- _Work task_: The records below are to be reproduced exactly, with every picture left out.

"""

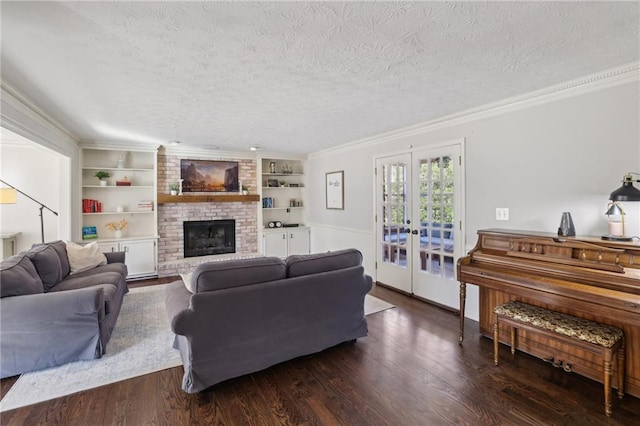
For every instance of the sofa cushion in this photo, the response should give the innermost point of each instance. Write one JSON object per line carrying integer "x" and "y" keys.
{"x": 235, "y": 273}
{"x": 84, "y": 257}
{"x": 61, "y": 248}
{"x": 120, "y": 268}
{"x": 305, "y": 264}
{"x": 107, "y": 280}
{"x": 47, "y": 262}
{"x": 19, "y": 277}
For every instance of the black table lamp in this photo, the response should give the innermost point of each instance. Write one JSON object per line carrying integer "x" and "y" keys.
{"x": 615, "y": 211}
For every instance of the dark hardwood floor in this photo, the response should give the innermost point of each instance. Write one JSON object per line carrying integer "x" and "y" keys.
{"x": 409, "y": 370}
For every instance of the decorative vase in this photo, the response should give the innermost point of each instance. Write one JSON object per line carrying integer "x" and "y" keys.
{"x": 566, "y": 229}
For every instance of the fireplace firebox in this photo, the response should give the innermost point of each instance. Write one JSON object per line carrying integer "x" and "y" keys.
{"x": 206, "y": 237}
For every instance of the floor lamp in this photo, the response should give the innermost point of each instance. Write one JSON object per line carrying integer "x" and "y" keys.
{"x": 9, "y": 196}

"""

- _Final answer_:
For every instance of the sofa cushion in this photo, the response should give the innermost point of each instance. Write one JSON object per line carrying integer "x" and "y" keys.
{"x": 235, "y": 273}
{"x": 84, "y": 257}
{"x": 61, "y": 248}
{"x": 120, "y": 268}
{"x": 305, "y": 264}
{"x": 107, "y": 280}
{"x": 47, "y": 262}
{"x": 19, "y": 277}
For every instance of the black table lamp in this photo, the response should give the innermost point of each instance. Write one JSON object per line carrying integer "x" and "y" keys.
{"x": 615, "y": 211}
For every instance of the dark hardwood floor in this photo, the response should give the innermost point of each instance. Write one JSON object per line carrying integer "x" and "y" keys.
{"x": 409, "y": 370}
For every instance of the decorative vase in this photo, the response should give the innermost point of each instance. Write one JSON object per line carrying integer "x" and "y" keys.
{"x": 566, "y": 229}
For every instance of the fireplace firebox in this photo, the response should give the innermost point of each instance. Write one JSON object per line carrying integer "x" and "y" keys.
{"x": 206, "y": 237}
For every instance of the floor lamp in this photo, the response should give the innermost point of each instance. Write one JSON object per line carrying integer "x" and "y" keys.
{"x": 9, "y": 196}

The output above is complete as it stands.